_EXPLORATION DU MATÉRIAU_.
**1.** D'après le texte d'étude, en quelle année Philippe Durand s'est-il rendu aux Caraïbes ?
**2.** Relevez dans le texte d'étude toutes les formes de marchandise-image auxquelles le photographe confronte les façades des banques Offshore.

_TEXTE D'ÉTUDE_.
Ainsi, ce qui, au premier coup d’œil, pourrait paraître paradoxal dans le projet Offshore de Philippe Durand – photographier la part invisible du capitalisme - n’est finalement que l’aboutissement d’une démarche mise en place il y a environ quinze ans, ceci étant son ultime conséquence. Riche de son expérience ultérieure, de pointer la visualité du monde marchand, il s’est déplacé en 2006 aux Caraïbes, pour n’y trouver que des bourgades dans un paysage tropical. Mais ces paysages luxuriants, qu’il enregistre de façon aussi détachée qu’en photographiant du macadam à Hollywood, hébergent les banques de compensation par où une bonne partie de la richesse produite par le capitalisme mondial transite pour devenir invisible – circulez y’a rien à voir ! Et en effet, il n’y a rien à voir, les chiffres sur les écrans des banques de compensation défilent loin des yeux de tous les photographes et de tous les juges fiscaux du monde. En photographiant les banques et leurs enseignes, le photographe réactualise la remarque que Berthold Brecht faisait en 1931 : “Ce qui complique encore la situation (des arts reproductibles) c’est que moins que jamais, la simple reproduction de la réalité ne dit quoi que ce soit sur cette réalité. Une photographie des usines Krupp ou de l’AEG ne nous apprend pratiquement rien sur ses institutions. La réalité proprement dite a glissé dans son contenu fonctionnel. La réification des relations humaines, par exemple l’usine, ne permet plus de les restituer”.

Mais en confrontant ces façades kitsch et insignifiantes des banques Offshore à la marchandise-image, des limousines, des 4x4, des voiturettes de golf, des bateaux à moteur, à voile ou des yachts, il compense l’invisibilité de la finance noire par le régime d’hyper-visualité que l’hyper-capitalisme produit. Du côté de la finance, de la valeur d’échange, il n’y a rien à voir, mais du côté de la production d’image, de la valeur d’usage c’est l’exhibitionnisme total. Et l’un conditionne l’autre. Le nouveau capitalisme roule au moins en 4x4 : la finance par deux, tout comme la communication, appelons- la, la production d’images.


C’est ce que Philippe Durand définit comme “méta-photographie”, c’est à dire une remise en question du sujet au profit d’une mise en rapport d’éléments synthétiques. Les “végétations électriques” dans la série Offshore sont emblématiques de cette approche. Il s’agit de lignes électriques à l’écart, isolées, et dont la végétation tropicale luxuriante a vite fait de reprendre le dessus. On peut voir ces images dans le contexte d’Offshore comme une représentation de la circulation des flux monétaires. Tout en proposant un possible réalisme contemporain, Philippe Durand introduit une troisième composante dans sa série Offshore: bon nombre des clichés représentent voitures, bateaux et maisons, abandonnés, cassés, rouillés. Un peu à la manière d’un Robert Smithson qui allait au Yucatan voir les vestiges Maya et revenait avec sa série de Hôtel Palenque, une série de diapositifs montrant un hôtel laissé à moitié abandonné et se faisant dévorer par la nature luxuriante. Durant une conférence devant des étudiants en architecture, Smithson comparait le « rund-down »-hôtel aux temples Maya. En introduisant une dimension entropique comme Robert Smithson, Philippe Durand élargit sa critique de l’économie politique du signe et signe, évidemment, aussi en tant qu’artiste. Voilà une position d’art réaliste en ce début de centenaire.

Entrées de données enregistrées

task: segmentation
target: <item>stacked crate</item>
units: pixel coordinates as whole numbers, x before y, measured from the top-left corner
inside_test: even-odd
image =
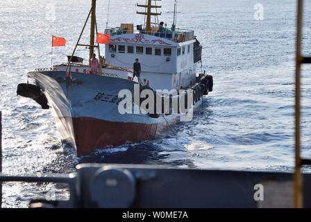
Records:
[[[127,31],[126,31],[126,34],[128,33],[133,33],[133,31],[134,31],[134,24],[121,24],[120,26],[120,28],[126,28]]]

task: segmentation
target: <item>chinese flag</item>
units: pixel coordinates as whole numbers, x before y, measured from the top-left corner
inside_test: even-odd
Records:
[[[62,46],[66,44],[66,40],[61,37],[52,35],[52,46]]]
[[[109,44],[109,42],[110,42],[110,36],[109,35],[97,33],[96,43]]]

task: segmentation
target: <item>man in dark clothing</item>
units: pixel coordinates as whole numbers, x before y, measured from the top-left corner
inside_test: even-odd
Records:
[[[142,69],[140,68],[140,63],[138,62],[138,59],[135,59],[135,62],[133,64],[133,69],[134,69],[134,73],[133,74],[133,78],[132,80],[134,79],[135,76],[137,76],[138,82],[140,82],[140,71]]]

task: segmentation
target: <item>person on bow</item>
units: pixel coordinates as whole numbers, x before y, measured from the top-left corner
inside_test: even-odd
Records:
[[[142,69],[140,67],[140,63],[138,62],[138,58],[135,59],[135,62],[134,62],[133,65],[133,69],[134,70],[134,72],[133,74],[133,78],[132,80],[134,80],[134,77],[137,76],[138,79],[138,83],[140,83],[140,71],[142,71]]]

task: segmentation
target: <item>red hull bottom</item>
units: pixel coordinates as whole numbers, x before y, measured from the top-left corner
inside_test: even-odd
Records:
[[[92,117],[57,119],[56,122],[60,120],[62,123],[66,122],[67,127],[60,129],[60,134],[67,135],[67,139],[74,142],[78,156],[89,155],[93,151],[107,146],[153,139],[158,128],[157,123],[115,122]],[[68,128],[69,125],[72,126]],[[74,138],[68,138],[69,135],[72,135],[68,132],[72,130]]]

_LISTE DES RÉPONSES_.
**1.** En 2006.

**2.** Les limousines, les 4x4, les voiturettes de golf, les bateaux à moteur, les bateaux à voile et les yachts.